### Extract
The Egyptian Competition Authority (ECA) has called on the health ministry to stop a potential merger between Cleopatra Hospitals Group, one of Egypt's largest private hospital groups, and Alameda Healthcare, saying the deal constitutes a monopolistic practice that would negatively impact people's rights and the country's economy, a source at the authority said.
The two groups are currently in talks over a potential merger that would result in a giant unit with around 2,000 beds, the ECA official, who requested anonymity, told Ahram Online on Thursday.
In a letter sent to the health ministry, the competition watchdog warned that the merger would raise the price of medical services offered to patients and limit their options for access to healthcare services at reasonable prices. It added that the deal would create a "dominant entity" that would hamper the entry of new investors into the Egyptian healthcare sector.
The Cleopatra Hospitals Group owns six of Cairo's most prominent private hospitals, including Cleopatra, Cairo Specialised, Nile Badrawi, Al Shorouk, Queens and ElKateb hospitals.
Alameda Healthcare owns As-Salam International Hospital and Dar Al-Fouad Hospital in 6 October and Nasr City, as well as a number of medical laboratories and rehabilitation centres.

Collected data:
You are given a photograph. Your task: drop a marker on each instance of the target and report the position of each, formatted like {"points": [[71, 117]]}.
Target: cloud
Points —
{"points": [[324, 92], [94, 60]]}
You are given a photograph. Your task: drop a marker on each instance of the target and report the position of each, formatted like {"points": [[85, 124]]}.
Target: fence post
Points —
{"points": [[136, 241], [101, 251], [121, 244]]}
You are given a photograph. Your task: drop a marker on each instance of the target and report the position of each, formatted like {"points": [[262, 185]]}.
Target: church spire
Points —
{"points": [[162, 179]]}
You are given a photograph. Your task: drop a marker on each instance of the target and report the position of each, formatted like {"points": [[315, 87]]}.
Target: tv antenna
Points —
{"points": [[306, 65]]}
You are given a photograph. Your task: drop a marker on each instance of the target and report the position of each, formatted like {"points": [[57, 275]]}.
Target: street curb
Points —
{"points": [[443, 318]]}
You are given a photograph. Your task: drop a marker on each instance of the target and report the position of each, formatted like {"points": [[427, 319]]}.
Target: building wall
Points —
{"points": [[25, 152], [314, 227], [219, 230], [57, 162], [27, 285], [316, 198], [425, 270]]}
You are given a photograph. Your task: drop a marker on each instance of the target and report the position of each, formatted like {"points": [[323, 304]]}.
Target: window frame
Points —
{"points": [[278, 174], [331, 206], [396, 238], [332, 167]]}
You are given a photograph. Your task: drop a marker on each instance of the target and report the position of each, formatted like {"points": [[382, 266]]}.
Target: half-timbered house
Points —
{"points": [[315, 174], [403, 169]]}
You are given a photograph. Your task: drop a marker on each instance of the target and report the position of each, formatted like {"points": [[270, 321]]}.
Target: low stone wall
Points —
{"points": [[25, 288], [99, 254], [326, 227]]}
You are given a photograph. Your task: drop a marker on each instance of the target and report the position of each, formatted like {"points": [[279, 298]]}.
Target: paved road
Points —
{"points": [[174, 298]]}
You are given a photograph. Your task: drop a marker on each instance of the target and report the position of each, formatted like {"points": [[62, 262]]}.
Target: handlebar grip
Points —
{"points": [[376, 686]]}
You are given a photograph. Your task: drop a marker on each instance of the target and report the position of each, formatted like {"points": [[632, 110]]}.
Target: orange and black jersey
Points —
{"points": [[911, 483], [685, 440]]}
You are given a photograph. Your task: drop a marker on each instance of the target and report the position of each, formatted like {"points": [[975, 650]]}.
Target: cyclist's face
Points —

### List of tasks
A. According to the hospital merger article, how many beds would the unit formed by the merger have?
B. Write the next part of the hospital merger article, picking up after its final sentence.

### Answer section
A. Around 2,000 beds.

B.
The agency called on the ministry to apply a 2014 decision which stipulates that the sale or change of the legal structure of private hospitals and pharmaceutical firms requires approval from the ministry after ensuring it would not undermine patients' rights or affect their access to health services.
Health ministry officials were not immediately available for comment.
Cleopatra, which had previously announced plans for expansion, said in a stock exchange disclosure that it had not reached a final decision on any deal, local media reported.
A source from one of the group's hospitals contacted by Ahram Online said no information about the deal had been shared at the last board meeting of the group.